What the exercise asks: In full and without alteration, print the entries that follow.

----- Raw data -----

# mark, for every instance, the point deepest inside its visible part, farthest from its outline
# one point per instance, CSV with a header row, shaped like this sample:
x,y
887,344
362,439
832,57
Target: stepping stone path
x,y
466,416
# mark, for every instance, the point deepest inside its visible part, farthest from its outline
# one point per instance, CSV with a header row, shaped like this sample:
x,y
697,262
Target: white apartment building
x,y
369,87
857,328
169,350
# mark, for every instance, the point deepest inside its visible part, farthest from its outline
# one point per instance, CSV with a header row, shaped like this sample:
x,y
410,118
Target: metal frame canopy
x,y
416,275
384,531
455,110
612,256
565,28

-----

Response to the exercise:
# mark, for every instance, the point deepest inside its visible part, farthest from its outline
# one point per instance, CSV with a header row, shaped like this sample:
x,y
887,344
362,439
832,57
Target: stepping stone path
x,y
466,416
# mark, for every instance, the point deepest inside its visible part, farthest from its outline
# one point per instance, CSV with a header row, shaped like this sample:
x,y
697,262
Target: white apartment building
x,y
369,87
857,328
169,350
# mark, for every instance, the point deepest inside its visible part, farthest from its outline
# one point per instance, CSV with a header row, shaped like this sample:
x,y
410,118
Target: metal frame canopy
x,y
416,275
384,531
455,110
612,256
565,28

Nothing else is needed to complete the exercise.